Material:
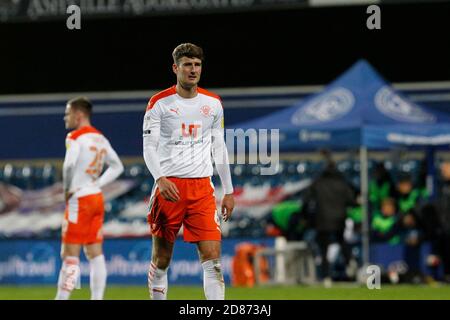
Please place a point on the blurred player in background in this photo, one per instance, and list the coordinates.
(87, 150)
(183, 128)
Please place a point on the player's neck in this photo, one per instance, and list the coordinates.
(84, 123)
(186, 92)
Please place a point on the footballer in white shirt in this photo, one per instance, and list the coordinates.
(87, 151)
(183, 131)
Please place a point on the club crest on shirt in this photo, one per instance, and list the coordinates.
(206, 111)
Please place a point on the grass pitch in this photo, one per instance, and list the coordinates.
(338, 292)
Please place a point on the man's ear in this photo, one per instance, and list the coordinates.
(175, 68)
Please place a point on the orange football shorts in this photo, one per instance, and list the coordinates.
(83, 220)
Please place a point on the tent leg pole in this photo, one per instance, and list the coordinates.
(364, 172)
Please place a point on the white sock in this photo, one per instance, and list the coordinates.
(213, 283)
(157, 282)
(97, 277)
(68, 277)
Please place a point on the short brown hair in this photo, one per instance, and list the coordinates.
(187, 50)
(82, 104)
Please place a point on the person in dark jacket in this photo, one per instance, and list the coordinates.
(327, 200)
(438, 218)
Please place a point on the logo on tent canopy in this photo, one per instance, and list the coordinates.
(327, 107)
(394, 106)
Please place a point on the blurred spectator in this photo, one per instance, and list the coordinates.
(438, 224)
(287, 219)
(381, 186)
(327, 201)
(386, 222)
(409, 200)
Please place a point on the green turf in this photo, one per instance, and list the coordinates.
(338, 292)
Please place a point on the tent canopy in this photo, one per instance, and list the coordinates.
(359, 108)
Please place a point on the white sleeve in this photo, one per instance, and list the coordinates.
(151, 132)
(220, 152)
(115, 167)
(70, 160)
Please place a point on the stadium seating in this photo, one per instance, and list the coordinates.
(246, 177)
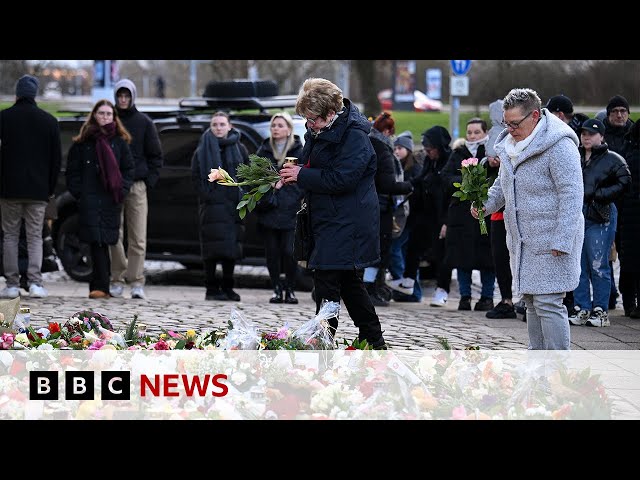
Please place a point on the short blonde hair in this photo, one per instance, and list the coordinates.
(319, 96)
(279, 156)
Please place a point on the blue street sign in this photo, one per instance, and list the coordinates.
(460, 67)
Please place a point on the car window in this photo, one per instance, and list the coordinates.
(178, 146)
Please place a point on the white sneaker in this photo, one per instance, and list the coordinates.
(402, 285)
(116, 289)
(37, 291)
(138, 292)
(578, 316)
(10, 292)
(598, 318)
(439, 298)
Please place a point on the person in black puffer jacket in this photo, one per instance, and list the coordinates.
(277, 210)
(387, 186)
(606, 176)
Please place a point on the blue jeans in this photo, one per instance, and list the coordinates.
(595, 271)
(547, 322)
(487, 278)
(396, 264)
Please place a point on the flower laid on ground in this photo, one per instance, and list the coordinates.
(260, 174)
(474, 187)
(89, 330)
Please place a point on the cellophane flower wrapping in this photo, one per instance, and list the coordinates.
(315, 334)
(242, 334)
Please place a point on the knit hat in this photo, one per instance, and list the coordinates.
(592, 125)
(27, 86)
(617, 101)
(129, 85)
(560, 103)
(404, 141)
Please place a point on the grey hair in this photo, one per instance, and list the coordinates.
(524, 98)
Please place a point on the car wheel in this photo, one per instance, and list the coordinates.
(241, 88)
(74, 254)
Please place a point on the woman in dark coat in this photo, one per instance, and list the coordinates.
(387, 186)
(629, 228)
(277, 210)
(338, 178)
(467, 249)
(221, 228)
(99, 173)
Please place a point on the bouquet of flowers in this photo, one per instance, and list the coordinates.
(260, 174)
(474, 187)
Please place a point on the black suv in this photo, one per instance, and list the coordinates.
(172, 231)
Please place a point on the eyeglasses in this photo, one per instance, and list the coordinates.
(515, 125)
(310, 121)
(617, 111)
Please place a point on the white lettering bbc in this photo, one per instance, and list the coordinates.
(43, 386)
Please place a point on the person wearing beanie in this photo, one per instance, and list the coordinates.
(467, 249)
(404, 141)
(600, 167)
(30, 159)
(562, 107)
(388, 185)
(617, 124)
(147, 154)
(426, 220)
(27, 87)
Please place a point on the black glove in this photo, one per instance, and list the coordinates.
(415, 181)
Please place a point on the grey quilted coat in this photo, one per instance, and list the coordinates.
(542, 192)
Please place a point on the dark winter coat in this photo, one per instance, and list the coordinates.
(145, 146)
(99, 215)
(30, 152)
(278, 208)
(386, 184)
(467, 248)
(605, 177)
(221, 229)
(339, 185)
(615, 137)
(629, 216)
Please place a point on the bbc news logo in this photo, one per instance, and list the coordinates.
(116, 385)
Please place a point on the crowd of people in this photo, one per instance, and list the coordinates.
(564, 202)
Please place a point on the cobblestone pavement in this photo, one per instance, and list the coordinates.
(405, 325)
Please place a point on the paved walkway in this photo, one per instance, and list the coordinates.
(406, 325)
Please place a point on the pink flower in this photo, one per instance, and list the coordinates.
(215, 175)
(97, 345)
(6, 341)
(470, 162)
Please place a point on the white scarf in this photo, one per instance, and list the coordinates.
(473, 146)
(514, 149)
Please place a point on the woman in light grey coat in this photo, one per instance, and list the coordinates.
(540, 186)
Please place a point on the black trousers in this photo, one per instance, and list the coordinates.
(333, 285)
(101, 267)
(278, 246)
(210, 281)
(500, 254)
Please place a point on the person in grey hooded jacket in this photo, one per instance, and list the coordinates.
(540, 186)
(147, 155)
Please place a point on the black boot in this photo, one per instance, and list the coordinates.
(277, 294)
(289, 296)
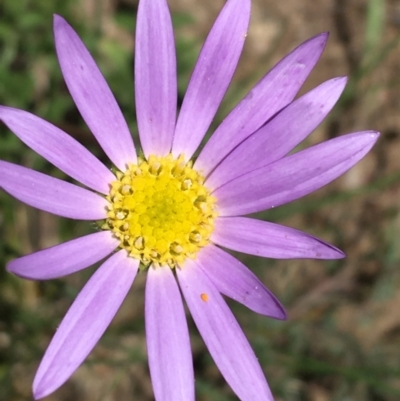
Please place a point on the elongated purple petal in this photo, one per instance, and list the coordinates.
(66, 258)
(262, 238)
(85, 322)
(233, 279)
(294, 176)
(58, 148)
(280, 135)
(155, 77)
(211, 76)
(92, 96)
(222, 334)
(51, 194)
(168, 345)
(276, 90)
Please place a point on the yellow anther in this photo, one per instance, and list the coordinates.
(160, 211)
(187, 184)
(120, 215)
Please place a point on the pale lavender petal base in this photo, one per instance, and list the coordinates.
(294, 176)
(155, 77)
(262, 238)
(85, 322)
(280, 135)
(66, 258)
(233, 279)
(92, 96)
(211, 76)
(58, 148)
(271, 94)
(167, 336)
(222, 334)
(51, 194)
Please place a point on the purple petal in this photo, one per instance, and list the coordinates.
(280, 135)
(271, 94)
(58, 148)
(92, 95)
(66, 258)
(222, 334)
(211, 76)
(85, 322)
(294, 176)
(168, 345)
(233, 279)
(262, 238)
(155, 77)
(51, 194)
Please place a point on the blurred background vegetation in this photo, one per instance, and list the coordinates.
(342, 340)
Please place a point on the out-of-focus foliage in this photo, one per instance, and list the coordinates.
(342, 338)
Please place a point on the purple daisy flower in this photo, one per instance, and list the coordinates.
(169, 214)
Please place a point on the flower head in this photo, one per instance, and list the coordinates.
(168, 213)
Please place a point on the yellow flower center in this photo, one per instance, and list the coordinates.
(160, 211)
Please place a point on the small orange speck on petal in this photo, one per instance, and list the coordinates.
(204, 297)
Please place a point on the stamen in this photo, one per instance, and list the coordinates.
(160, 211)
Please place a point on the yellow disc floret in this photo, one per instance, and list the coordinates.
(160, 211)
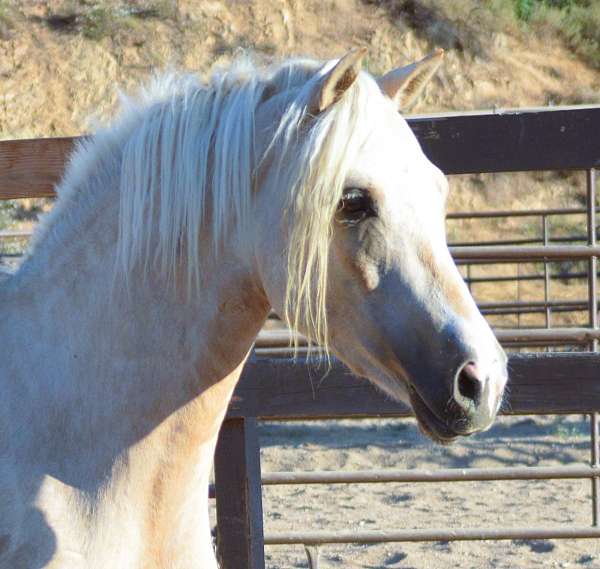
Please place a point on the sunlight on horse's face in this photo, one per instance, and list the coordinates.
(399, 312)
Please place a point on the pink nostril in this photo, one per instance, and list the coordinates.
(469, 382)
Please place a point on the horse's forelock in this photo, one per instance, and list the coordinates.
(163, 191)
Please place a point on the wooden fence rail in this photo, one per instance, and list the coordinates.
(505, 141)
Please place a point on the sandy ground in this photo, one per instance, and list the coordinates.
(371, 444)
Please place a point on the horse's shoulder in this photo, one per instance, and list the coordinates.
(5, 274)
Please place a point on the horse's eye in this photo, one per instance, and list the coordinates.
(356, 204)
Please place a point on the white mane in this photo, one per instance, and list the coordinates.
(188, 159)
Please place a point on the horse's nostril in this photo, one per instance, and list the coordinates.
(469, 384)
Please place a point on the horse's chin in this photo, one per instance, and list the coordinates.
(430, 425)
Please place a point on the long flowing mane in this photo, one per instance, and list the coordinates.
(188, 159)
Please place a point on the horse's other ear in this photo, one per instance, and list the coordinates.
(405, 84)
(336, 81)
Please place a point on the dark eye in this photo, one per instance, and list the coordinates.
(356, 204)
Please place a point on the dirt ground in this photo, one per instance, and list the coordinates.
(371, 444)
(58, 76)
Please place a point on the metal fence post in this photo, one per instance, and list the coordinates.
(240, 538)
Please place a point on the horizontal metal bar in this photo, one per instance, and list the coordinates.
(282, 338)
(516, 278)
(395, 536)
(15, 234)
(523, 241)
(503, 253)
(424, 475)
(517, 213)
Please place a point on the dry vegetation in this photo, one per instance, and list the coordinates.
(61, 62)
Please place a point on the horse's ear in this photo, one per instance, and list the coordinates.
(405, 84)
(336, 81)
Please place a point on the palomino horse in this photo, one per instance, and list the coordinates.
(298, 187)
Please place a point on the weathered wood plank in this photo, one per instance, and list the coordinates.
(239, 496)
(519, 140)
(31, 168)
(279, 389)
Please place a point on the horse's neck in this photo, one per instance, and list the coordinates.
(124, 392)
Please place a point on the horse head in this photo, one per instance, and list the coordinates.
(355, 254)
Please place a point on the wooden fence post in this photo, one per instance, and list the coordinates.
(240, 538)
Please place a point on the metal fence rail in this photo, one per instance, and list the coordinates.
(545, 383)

---

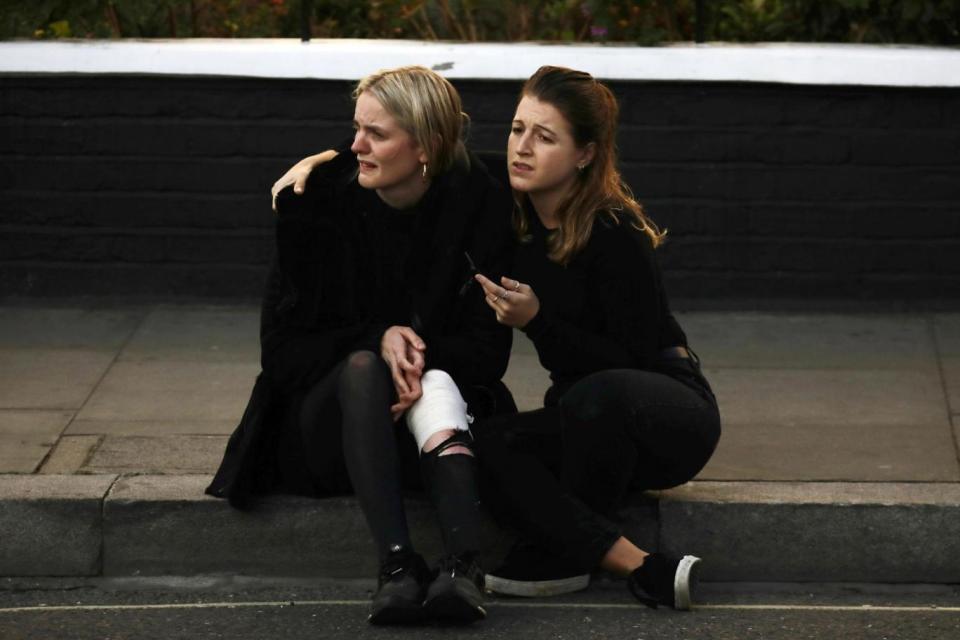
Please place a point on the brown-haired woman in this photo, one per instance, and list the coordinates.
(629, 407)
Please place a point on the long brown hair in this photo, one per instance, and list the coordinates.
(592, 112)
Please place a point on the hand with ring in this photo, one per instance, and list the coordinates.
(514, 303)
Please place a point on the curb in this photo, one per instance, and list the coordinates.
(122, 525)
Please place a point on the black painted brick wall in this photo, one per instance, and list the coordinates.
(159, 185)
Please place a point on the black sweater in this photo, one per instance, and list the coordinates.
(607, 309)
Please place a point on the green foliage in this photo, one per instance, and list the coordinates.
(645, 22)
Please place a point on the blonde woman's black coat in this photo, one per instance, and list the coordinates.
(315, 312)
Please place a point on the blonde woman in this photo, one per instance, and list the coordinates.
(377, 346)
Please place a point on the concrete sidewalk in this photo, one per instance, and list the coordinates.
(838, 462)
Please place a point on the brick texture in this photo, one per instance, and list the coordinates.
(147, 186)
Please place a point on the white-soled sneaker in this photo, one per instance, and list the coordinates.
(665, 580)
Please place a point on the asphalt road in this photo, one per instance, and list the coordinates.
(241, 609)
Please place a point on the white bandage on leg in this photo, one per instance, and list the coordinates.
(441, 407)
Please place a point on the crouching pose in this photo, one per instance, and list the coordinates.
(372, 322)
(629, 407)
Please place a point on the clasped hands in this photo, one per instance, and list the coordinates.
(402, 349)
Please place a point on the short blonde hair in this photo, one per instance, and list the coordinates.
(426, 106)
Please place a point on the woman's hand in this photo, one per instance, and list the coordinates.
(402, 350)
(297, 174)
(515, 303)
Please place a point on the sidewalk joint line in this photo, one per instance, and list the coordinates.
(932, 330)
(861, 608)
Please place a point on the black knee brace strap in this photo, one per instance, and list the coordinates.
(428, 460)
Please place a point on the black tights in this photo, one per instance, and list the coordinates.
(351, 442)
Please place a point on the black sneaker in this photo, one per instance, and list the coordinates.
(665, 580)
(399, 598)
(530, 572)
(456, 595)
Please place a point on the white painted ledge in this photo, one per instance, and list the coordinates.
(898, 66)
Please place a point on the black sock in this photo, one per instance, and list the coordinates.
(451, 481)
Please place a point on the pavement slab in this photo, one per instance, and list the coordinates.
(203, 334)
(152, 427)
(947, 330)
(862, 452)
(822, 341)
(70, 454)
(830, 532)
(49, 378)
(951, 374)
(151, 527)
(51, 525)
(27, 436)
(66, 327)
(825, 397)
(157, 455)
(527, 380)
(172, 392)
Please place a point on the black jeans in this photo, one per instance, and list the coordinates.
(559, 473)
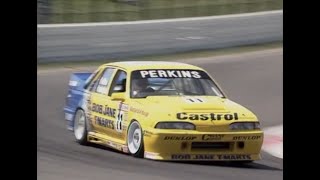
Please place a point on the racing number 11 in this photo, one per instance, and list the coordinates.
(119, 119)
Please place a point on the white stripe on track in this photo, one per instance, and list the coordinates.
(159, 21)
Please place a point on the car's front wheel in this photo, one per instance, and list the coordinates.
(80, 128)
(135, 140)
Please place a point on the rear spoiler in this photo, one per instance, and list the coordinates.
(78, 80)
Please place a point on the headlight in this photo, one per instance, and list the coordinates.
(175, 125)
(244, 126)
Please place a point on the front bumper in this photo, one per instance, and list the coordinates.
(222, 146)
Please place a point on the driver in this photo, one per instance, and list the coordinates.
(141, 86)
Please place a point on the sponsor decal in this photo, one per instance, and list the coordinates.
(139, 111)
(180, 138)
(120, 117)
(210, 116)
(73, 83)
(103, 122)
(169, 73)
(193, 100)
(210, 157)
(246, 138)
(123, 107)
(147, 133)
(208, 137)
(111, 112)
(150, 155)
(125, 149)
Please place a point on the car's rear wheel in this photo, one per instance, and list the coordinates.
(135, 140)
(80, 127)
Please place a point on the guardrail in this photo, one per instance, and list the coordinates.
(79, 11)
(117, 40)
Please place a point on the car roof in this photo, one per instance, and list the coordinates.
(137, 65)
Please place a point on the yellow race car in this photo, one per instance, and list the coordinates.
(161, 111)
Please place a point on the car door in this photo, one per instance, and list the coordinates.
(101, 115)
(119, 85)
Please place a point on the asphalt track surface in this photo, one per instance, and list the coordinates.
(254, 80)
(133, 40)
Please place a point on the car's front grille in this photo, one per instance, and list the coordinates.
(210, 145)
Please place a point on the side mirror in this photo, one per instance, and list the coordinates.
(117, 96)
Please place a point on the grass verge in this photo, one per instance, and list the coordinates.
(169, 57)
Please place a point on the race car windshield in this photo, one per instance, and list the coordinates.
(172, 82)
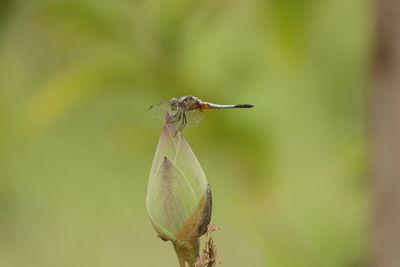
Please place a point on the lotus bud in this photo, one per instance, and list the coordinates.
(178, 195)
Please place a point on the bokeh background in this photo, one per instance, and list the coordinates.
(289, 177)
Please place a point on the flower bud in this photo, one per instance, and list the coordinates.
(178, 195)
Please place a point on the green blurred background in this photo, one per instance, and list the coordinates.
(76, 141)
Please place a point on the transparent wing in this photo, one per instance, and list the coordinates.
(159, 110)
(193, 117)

Your goal: Extract every line of the records that contains the string "pink", treating uppercase and lowercase as different.

Answer to the exercise:
Please place a point on the pink flower in this photo, one per instance, and list the coordinates.
Please place a point on the pink nostril in this photo, one per instance, and list the coordinates.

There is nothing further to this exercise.